The next day, Tuesday, witnessed the confirmation by the BBC Trust that BBC3 will move online and BBC1+1 will not go ahead after being announced to great fanfare shortly after Tony Hall took over at the Corporation.

The closing down of the youth service as a TV station was never desired by the Corporation’s management. And while the BBC Trust and executive all admit that a move online will result in a drop of of viewers (at least initially), they have been forced to go along with it, adding in some grand talk about developing the internet as the viewing platform of the future. There are obvious doubts whether this will work and a real expectation in many quarters that BBC3 will quietly die.

Yes, of course, the internet is almost certainly going to be the viewing platform of the future. But this is the BBC’s central problem, something we witnessed after director-general Tony Hall announced further cuts today. Yes, Wednesday heralded another black dawn for Auntie.

It announced that around 1,000 BBC jobs will go in the autumn thanks to an unexpected shortfall in licence-fee revenue of £150m because, according to the BBC, more people are watching catch-up content on iPlayer, which currently does not require a licence fee, unless you are watching the live feed. And who can prove that you are?

The BBC wants to close this loophole during this year’s charter renewal process, but once again the Corporation has been caught on the back foot. The iPlayer – a major and impressive BBC innovation – has now become, in a way, a major liability.

When you log on to iPlayer you are asked if you have a licence, and with just a click yes. Who is to check? Why pay for a TV licence when you can watch for free on–line, using a computer where pretty much everything is given to you gratis?

Records to process:

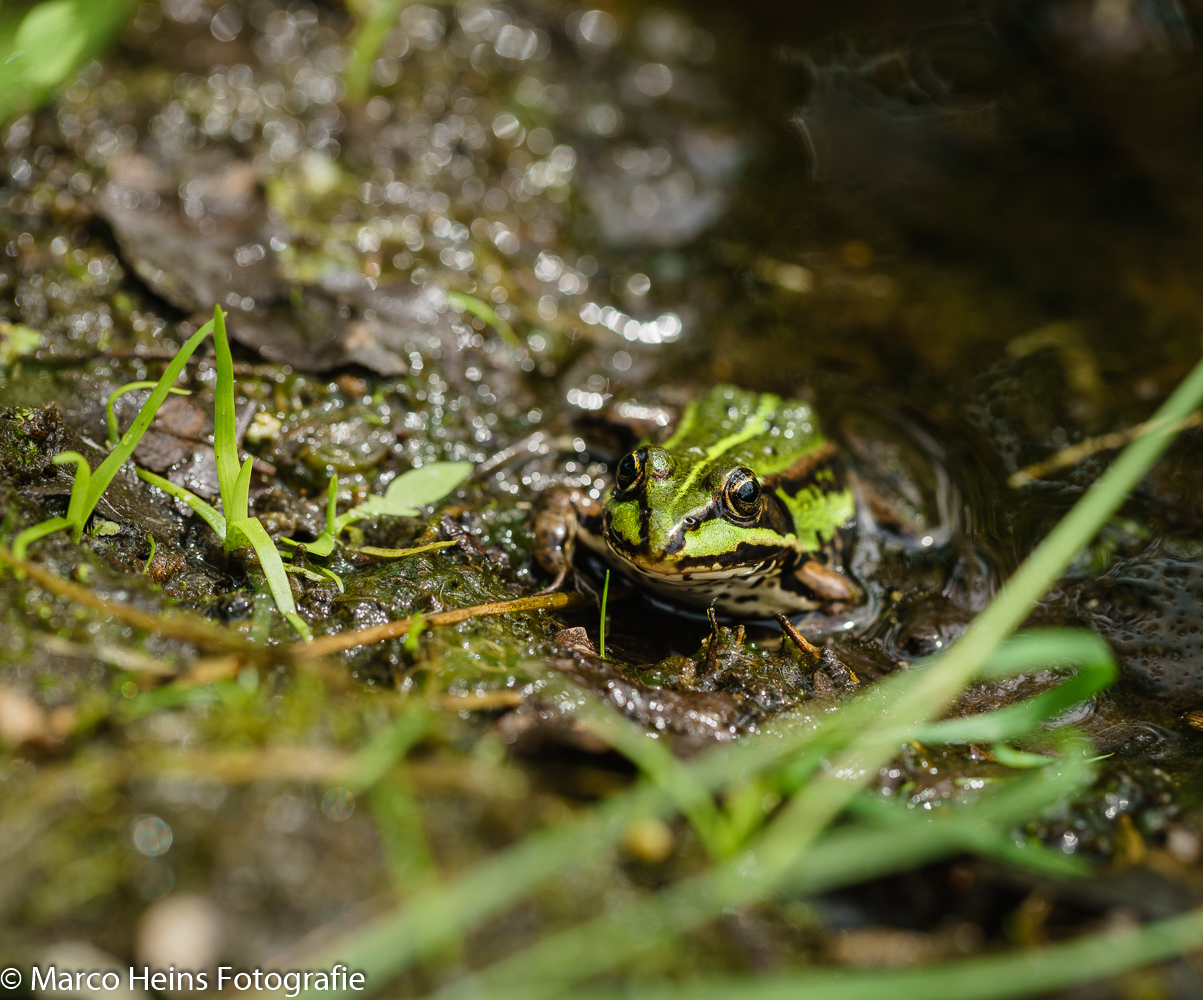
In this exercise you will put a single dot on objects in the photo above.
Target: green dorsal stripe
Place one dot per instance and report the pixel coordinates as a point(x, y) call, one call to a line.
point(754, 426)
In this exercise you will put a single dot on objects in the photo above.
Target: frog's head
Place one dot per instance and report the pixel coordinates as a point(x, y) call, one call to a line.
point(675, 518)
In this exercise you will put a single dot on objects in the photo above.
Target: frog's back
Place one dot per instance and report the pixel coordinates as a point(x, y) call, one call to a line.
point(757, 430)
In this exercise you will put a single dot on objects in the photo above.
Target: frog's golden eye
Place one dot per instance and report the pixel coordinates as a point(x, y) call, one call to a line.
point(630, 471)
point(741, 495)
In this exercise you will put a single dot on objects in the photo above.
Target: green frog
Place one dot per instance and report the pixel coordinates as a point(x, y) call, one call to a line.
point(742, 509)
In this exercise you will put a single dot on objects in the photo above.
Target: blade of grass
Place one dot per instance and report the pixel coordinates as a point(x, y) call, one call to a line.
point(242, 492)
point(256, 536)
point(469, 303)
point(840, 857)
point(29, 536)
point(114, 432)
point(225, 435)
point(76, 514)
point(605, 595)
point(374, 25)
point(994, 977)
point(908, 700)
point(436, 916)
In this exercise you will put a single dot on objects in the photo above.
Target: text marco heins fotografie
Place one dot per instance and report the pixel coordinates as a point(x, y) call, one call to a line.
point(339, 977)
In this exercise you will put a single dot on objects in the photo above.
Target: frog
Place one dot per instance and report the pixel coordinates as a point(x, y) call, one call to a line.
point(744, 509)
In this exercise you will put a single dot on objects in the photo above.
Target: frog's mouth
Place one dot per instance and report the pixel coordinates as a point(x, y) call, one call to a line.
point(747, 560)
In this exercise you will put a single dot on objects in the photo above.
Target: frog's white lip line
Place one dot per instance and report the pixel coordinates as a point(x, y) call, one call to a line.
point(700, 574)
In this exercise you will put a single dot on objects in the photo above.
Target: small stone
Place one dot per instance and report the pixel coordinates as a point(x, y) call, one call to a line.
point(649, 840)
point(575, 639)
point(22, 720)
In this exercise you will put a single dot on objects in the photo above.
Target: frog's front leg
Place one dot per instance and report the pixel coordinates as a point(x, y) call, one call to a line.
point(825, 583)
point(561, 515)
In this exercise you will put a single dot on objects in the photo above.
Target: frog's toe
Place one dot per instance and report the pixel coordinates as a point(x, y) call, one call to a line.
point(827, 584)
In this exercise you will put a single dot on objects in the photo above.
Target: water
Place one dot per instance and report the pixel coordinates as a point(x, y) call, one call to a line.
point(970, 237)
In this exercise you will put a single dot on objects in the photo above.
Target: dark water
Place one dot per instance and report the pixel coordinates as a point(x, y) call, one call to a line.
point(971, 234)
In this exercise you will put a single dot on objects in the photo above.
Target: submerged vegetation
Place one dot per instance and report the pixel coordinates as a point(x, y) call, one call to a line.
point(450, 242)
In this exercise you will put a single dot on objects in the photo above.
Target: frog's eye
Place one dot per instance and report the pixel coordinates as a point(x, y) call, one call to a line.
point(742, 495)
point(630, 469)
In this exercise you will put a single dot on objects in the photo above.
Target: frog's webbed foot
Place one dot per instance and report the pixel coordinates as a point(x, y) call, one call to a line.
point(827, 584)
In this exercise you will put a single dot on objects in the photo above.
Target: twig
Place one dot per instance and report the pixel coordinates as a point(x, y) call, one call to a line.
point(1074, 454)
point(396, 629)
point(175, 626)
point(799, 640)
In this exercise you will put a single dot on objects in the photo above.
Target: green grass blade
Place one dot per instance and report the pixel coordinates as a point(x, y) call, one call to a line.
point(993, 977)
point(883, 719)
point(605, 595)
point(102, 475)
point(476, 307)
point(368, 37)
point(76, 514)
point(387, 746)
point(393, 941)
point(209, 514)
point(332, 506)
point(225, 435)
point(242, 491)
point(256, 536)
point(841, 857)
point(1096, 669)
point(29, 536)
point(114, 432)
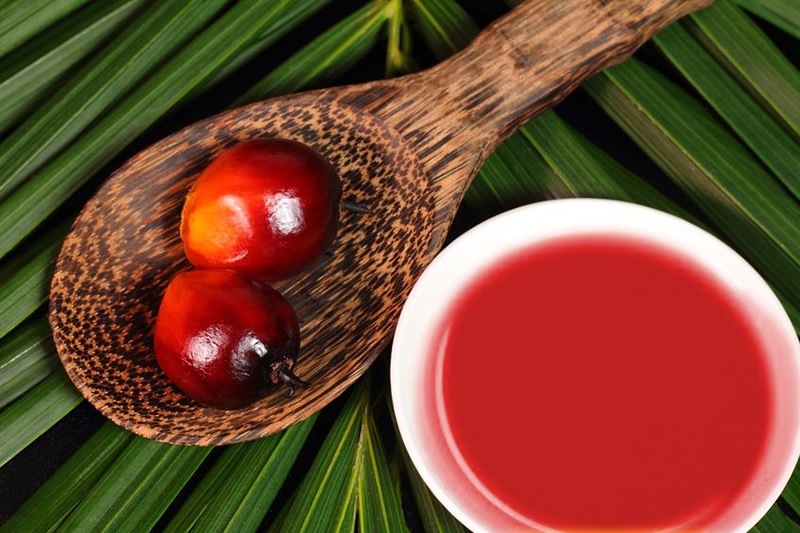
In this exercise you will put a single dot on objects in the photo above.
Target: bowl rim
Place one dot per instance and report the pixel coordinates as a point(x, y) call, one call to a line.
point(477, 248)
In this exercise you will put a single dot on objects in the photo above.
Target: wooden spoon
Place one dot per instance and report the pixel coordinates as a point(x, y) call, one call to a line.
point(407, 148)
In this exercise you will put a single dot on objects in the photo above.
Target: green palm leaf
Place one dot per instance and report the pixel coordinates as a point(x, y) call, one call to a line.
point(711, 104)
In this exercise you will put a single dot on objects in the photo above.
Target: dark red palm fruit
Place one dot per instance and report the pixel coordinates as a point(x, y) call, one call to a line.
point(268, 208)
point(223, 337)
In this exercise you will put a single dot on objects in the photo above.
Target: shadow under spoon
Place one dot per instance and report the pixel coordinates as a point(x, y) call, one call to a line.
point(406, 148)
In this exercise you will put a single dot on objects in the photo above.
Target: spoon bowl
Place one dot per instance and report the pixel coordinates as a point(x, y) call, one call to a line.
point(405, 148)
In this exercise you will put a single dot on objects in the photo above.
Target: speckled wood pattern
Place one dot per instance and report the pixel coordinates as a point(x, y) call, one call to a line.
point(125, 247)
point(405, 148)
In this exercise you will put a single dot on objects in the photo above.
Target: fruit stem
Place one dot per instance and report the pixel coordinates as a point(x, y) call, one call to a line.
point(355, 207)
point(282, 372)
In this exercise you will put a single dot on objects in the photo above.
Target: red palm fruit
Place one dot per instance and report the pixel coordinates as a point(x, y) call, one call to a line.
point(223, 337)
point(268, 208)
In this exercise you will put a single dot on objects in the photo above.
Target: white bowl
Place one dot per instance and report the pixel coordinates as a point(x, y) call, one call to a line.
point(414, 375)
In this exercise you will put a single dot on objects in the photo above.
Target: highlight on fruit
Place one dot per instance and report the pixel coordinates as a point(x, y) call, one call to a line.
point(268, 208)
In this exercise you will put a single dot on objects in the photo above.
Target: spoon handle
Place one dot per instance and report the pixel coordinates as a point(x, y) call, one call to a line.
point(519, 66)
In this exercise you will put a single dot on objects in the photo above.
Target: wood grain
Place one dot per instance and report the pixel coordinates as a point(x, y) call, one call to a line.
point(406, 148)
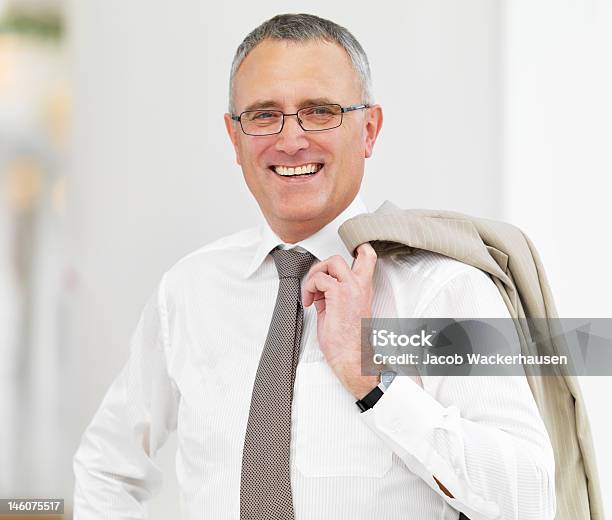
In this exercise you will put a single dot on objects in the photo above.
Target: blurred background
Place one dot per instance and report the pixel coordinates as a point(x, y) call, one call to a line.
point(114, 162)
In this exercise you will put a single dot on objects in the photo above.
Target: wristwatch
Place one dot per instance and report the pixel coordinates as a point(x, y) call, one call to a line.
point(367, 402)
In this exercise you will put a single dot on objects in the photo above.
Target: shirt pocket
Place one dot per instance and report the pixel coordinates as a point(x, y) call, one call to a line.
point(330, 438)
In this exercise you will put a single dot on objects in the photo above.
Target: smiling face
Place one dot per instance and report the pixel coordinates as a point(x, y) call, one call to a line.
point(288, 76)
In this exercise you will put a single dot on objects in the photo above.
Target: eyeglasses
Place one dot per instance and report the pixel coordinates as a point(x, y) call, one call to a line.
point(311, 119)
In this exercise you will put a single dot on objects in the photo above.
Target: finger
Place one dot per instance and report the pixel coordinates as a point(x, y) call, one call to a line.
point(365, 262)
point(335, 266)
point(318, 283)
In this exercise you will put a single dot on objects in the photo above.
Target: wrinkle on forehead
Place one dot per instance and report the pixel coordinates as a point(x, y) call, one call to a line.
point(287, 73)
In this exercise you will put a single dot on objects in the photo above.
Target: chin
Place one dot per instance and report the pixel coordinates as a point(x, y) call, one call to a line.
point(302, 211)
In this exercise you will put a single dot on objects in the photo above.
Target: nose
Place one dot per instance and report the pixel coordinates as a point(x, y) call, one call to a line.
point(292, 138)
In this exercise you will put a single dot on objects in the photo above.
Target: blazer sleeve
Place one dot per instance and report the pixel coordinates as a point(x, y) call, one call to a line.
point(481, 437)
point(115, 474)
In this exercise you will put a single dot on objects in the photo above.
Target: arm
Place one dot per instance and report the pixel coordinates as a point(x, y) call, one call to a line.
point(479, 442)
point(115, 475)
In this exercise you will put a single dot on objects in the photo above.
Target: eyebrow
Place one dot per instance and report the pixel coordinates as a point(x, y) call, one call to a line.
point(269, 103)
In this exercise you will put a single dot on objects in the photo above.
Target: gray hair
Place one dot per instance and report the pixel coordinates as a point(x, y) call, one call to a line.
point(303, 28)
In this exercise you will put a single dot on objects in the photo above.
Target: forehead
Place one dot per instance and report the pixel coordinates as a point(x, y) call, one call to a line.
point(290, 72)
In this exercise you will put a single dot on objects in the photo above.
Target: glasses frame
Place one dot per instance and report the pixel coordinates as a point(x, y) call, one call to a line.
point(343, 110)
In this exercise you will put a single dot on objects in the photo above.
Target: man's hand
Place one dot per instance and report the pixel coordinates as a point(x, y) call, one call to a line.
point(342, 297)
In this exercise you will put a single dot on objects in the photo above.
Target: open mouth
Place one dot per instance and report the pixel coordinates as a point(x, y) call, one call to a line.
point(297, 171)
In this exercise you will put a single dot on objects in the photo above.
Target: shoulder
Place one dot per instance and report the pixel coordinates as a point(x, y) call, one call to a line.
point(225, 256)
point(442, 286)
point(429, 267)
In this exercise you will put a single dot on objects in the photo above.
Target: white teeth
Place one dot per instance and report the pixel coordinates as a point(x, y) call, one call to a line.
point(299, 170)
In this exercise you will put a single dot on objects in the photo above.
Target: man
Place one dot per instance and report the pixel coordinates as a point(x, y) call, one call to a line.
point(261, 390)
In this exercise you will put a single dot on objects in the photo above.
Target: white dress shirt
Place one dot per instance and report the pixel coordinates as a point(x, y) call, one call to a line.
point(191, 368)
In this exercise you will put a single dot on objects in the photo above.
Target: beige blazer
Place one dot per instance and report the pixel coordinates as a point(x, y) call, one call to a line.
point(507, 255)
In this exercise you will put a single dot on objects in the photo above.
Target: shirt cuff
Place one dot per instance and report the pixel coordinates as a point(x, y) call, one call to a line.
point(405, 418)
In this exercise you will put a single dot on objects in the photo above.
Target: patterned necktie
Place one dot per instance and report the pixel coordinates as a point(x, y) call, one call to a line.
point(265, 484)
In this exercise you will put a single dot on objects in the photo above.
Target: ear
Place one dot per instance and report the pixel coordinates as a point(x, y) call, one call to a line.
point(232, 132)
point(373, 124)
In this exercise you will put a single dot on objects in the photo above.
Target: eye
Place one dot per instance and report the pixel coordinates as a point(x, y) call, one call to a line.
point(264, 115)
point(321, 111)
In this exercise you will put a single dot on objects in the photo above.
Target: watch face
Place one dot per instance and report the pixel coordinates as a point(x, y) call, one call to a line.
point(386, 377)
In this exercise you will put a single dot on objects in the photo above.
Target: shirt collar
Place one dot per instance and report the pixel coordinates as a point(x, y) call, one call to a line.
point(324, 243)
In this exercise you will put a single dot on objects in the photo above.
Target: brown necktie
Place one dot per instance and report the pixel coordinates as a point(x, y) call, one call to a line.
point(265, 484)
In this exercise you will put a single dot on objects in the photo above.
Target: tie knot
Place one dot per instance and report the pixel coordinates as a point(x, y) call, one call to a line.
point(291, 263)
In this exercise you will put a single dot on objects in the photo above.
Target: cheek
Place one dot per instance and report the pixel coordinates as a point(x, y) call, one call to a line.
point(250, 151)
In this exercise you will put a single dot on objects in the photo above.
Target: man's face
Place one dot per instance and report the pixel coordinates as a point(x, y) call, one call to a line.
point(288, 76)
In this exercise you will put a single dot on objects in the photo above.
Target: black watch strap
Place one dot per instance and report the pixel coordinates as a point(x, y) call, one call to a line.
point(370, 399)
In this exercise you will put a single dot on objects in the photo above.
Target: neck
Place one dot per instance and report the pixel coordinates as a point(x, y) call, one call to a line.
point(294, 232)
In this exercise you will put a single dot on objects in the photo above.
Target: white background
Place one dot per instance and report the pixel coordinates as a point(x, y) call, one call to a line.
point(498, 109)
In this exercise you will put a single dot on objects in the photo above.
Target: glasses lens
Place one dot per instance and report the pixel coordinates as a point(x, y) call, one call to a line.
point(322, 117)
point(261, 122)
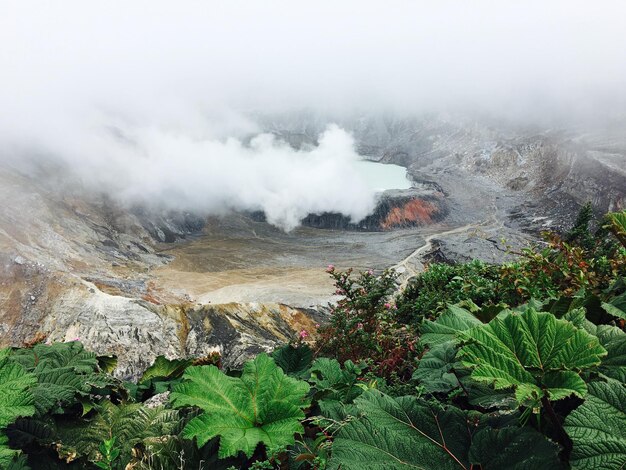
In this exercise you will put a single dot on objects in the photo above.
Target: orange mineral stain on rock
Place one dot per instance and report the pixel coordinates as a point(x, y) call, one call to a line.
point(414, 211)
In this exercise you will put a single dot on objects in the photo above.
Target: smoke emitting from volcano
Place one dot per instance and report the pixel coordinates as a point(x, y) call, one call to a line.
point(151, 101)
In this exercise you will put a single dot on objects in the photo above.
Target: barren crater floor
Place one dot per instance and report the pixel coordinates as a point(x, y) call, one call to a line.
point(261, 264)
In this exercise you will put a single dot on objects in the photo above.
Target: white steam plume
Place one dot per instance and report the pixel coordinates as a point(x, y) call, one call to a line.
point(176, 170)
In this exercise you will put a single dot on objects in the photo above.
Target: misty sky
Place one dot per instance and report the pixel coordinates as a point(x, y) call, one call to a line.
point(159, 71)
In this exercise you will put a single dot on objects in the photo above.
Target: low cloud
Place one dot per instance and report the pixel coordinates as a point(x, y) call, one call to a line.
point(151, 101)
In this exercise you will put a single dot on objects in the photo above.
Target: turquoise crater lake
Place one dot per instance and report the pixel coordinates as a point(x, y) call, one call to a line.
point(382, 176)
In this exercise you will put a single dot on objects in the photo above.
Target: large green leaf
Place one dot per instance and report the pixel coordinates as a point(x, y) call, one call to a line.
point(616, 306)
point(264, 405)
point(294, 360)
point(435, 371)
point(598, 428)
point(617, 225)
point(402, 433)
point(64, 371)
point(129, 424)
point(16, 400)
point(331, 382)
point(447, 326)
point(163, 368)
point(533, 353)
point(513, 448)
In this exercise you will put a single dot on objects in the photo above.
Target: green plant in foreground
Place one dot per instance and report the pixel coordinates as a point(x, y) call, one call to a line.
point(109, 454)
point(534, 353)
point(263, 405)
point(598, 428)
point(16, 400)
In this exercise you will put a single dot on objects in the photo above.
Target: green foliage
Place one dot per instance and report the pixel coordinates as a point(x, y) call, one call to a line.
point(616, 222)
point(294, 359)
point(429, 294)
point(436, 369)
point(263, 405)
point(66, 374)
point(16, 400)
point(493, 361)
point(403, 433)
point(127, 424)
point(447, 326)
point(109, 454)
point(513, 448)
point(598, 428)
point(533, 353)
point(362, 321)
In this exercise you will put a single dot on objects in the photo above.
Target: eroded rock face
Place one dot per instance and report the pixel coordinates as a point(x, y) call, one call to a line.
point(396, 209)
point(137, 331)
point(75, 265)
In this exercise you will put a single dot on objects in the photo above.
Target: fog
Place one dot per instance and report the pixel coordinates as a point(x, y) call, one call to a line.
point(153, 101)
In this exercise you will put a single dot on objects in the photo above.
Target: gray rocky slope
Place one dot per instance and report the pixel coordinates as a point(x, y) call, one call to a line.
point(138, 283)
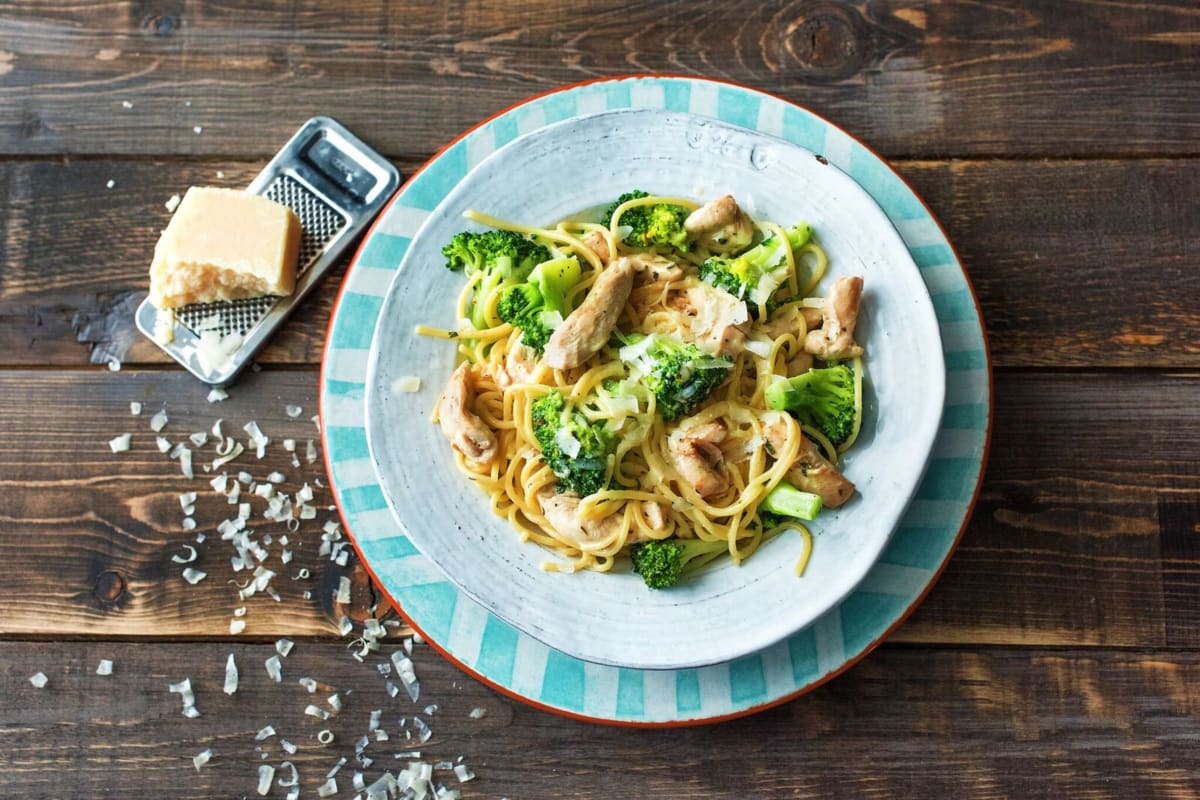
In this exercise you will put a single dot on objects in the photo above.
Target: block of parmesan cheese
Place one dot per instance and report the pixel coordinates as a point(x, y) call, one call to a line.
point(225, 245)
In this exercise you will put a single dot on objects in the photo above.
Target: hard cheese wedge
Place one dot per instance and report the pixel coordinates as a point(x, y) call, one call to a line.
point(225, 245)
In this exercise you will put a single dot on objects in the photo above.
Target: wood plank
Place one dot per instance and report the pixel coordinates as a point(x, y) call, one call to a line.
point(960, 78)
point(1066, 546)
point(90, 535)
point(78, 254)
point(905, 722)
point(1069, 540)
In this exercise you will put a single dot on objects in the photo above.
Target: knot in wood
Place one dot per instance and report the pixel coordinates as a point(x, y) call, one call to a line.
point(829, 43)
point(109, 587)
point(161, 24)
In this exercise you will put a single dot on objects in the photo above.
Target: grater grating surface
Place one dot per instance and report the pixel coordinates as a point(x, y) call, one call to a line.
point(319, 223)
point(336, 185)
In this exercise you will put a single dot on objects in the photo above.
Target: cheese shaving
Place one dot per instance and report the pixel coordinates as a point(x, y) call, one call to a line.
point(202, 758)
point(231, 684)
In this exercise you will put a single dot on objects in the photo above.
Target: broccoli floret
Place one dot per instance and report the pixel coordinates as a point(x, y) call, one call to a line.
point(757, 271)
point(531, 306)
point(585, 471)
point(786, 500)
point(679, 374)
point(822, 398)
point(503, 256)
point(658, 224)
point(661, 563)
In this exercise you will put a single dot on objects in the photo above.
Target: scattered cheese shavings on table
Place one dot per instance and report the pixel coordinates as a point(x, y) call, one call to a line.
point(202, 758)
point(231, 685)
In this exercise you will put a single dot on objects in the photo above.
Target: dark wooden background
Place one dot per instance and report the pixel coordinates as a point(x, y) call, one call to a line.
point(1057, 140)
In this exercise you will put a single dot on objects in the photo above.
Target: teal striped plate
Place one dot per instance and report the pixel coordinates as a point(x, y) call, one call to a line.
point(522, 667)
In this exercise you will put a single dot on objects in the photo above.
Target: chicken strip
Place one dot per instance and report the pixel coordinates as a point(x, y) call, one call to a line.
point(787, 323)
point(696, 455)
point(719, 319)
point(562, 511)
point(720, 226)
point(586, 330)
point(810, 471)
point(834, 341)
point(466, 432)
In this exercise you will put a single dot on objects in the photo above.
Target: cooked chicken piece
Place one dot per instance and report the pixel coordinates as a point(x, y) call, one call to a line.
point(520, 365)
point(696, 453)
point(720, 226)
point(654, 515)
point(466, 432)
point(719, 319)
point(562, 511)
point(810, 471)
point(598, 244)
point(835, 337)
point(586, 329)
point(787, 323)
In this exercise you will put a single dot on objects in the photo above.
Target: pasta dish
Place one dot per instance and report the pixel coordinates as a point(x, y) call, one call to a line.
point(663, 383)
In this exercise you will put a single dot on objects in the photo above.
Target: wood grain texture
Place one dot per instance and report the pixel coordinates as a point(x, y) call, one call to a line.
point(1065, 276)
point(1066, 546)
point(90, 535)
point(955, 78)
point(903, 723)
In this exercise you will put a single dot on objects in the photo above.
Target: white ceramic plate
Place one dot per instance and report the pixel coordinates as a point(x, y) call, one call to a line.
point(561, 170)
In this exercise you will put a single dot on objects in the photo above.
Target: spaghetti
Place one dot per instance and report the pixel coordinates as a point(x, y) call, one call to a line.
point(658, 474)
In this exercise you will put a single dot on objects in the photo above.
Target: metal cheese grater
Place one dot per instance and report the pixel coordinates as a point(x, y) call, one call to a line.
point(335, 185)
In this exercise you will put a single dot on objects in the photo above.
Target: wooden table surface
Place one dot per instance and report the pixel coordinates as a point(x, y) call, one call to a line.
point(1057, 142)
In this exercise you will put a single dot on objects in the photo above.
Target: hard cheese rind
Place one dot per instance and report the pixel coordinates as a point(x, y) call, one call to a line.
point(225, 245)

Objective A: In the BBC cuts text, switch "loophole" for "gap" and write out the passage that begins at the words "The BBC wants" and stops after "a major liability.".
Objective B: Print the listing verbatim, beginning at its first line and stopping after the line that contains "point(741, 495)", with both ends included. Leave out the pictures.

Result A:
The BBC wants to close this gap during this year’s charter renewal process, but once again the Corporation has been caught on the back foot. The iPlayer – a major and impressive BBC innovation – has now become, in a way, a major liability.

Result B:
In this exercise you will put a single dot on objects in the photo above.
Target: green dorsal stripe
Place one dot per instance and report the pixel coordinates as a point(x, y) call, one call to a line.
point(754, 426)
In this exercise you will put a single dot on objects in the photo above.
Target: frog's head
Place one dot per instance and report the pixel coordinates as a point(x, y) call, one call to a line.
point(675, 518)
In this exercise you will put a single dot on objects in the photo above.
Target: frog's back
Place one dot per instance and report the pixel coordinates as a point(x, y) call, one call to a line.
point(757, 430)
In this exercise you will put a single dot on objects in the photo above.
Target: frog's golden eye
Place one dot per instance and report the pixel coordinates as a point(x, y) call, one call to a line.
point(630, 471)
point(741, 495)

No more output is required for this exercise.